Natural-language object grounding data
--*--

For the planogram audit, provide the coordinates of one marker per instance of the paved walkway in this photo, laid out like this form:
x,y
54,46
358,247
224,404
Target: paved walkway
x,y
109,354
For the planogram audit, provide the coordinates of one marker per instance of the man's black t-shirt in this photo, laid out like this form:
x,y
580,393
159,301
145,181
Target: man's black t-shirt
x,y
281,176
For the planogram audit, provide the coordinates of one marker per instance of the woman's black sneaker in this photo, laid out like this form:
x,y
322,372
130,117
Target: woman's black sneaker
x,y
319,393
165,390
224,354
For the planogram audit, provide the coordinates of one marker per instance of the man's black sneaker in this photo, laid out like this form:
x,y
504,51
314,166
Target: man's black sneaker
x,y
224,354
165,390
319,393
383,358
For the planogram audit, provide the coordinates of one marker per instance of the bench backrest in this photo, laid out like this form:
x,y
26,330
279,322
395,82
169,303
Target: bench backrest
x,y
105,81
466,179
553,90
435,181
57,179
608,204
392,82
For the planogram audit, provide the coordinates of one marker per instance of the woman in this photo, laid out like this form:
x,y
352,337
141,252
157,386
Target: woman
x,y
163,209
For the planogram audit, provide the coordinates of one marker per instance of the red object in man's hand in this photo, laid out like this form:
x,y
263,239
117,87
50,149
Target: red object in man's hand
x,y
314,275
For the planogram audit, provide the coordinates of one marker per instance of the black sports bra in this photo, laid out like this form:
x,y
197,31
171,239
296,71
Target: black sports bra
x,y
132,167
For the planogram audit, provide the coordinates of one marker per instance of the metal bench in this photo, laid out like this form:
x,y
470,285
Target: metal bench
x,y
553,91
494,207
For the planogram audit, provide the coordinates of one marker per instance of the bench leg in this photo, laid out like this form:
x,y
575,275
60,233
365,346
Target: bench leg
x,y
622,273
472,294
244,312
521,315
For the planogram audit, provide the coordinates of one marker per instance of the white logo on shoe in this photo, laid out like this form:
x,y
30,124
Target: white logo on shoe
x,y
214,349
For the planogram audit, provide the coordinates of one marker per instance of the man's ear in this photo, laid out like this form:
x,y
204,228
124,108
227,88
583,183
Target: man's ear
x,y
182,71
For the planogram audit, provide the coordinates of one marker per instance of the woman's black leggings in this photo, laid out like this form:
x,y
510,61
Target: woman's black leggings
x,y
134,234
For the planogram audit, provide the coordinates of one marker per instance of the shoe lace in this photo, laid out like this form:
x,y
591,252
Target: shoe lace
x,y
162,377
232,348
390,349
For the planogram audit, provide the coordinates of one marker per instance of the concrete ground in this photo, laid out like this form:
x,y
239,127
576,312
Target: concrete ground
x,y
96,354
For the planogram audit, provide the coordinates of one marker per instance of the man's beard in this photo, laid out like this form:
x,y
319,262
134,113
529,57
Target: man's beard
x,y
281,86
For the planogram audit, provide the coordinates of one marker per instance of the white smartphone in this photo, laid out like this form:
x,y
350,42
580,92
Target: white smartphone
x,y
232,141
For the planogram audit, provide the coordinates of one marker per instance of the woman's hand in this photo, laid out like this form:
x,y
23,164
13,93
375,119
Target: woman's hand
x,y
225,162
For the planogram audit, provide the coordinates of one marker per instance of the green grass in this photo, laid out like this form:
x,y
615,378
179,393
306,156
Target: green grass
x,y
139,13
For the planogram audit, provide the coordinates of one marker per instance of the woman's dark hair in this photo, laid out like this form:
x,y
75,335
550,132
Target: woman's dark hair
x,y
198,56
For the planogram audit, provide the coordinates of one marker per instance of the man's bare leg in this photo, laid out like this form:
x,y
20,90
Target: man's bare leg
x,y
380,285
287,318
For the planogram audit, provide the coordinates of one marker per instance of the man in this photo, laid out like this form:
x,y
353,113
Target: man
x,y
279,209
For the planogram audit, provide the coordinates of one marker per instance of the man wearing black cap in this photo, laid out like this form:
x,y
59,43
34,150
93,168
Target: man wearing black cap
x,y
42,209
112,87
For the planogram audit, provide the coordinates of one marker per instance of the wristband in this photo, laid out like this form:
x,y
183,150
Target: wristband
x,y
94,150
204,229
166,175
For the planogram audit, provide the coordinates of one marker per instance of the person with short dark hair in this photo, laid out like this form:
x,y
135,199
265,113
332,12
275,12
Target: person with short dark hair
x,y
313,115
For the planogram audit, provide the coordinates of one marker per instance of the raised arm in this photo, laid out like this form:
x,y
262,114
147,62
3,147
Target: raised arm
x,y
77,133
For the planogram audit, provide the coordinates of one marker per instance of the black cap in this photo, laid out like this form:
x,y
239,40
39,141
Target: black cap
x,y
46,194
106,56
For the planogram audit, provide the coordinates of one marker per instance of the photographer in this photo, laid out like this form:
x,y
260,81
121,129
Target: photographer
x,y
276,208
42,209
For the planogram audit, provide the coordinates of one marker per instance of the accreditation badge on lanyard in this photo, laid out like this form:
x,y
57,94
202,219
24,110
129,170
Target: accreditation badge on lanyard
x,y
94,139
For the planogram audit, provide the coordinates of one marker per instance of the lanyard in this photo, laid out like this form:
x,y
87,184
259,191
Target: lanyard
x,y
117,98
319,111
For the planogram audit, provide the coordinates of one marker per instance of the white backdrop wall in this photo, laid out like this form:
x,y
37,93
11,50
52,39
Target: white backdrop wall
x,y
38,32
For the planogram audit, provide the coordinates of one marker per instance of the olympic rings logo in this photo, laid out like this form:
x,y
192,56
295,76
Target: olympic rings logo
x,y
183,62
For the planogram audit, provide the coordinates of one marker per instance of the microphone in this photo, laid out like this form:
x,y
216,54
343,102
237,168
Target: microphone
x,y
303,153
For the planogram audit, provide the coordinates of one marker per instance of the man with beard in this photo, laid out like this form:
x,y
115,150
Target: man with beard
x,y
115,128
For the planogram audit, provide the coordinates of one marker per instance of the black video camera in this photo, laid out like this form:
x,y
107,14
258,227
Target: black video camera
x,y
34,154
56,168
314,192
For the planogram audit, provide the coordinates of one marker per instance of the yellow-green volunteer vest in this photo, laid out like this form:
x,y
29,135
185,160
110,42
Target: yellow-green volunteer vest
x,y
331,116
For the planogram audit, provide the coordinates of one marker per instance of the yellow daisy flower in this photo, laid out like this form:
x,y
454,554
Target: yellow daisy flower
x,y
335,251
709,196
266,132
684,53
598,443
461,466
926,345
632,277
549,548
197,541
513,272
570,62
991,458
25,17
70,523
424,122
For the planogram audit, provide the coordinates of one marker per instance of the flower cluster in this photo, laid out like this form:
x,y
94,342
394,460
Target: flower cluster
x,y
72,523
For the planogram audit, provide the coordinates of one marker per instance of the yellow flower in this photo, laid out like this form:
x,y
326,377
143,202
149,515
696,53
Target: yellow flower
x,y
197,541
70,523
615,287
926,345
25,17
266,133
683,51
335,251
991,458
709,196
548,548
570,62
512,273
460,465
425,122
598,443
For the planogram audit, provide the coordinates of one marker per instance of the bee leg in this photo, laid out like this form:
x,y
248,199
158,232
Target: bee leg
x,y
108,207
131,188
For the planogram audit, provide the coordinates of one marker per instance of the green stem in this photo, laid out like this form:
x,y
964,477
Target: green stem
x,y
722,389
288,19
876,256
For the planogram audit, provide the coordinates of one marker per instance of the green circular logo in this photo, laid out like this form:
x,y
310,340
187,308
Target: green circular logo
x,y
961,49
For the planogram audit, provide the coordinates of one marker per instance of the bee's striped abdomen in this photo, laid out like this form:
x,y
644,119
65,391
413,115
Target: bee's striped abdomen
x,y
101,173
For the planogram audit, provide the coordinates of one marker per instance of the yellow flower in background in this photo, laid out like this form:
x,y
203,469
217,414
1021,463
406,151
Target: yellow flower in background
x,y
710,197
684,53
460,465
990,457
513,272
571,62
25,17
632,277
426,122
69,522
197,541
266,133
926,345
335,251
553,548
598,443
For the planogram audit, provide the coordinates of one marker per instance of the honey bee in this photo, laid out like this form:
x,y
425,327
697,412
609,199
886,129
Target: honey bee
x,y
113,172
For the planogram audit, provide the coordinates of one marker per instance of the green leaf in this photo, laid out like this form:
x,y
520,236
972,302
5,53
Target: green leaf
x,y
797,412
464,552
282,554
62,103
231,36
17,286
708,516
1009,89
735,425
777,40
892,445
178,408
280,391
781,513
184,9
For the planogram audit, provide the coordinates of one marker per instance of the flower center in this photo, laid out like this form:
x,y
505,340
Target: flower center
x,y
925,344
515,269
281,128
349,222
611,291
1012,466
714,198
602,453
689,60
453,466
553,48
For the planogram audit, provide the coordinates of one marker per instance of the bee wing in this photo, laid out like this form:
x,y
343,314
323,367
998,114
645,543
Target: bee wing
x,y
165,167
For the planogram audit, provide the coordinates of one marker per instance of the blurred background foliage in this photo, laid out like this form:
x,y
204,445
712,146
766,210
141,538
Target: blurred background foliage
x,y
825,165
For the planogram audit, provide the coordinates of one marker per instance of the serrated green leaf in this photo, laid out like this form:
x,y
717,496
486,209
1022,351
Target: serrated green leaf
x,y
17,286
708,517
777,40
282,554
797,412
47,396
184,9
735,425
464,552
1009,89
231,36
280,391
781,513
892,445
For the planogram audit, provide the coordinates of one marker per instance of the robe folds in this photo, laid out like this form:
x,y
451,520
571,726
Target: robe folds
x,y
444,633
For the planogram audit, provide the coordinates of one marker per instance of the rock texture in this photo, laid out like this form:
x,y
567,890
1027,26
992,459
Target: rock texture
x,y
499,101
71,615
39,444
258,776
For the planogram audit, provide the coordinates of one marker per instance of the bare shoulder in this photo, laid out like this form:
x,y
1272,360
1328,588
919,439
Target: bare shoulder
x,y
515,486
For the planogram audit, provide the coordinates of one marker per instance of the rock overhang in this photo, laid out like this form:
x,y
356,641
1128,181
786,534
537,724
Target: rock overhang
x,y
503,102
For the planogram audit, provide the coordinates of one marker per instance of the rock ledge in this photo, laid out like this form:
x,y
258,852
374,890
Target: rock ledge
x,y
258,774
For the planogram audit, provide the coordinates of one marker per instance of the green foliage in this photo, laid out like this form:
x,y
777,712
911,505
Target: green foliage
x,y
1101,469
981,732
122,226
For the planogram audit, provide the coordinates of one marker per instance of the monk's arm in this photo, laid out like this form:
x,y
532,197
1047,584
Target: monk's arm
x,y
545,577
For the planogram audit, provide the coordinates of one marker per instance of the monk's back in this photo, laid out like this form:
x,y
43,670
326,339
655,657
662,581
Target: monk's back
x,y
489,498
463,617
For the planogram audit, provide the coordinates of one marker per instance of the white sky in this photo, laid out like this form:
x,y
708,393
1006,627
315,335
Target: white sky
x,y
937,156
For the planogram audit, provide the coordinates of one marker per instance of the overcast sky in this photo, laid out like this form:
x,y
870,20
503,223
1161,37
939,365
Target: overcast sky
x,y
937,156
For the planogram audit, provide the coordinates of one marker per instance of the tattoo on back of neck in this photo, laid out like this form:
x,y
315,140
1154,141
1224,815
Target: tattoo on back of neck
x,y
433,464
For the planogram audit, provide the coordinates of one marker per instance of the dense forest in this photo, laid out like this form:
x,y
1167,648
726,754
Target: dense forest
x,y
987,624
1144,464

--*--

What the exercise asks
From the line holding "Target: white sky" to the last line of the data above, copy every line exactly and include nothing more.

Output
Target: white sky
x,y
937,156
For the planogram audit, provide the coordinates of one marker per instance of the overcast sky in this photo, laid out like this form:
x,y
870,20
503,223
1161,37
939,365
Target: overcast sky
x,y
937,156
For the planogram audit, provide the coordinates of one marker per instance of the tattoo on back of neck in this photo, laid out like this form:
x,y
315,140
1154,141
1224,815
Target: tattoo on back of neck
x,y
433,464
For the planogram audit, provide the coordinates of one marker per instance of the dense forest in this photo, laid out like this form:
x,y
1167,648
726,754
Target: dense forest
x,y
987,624
1144,464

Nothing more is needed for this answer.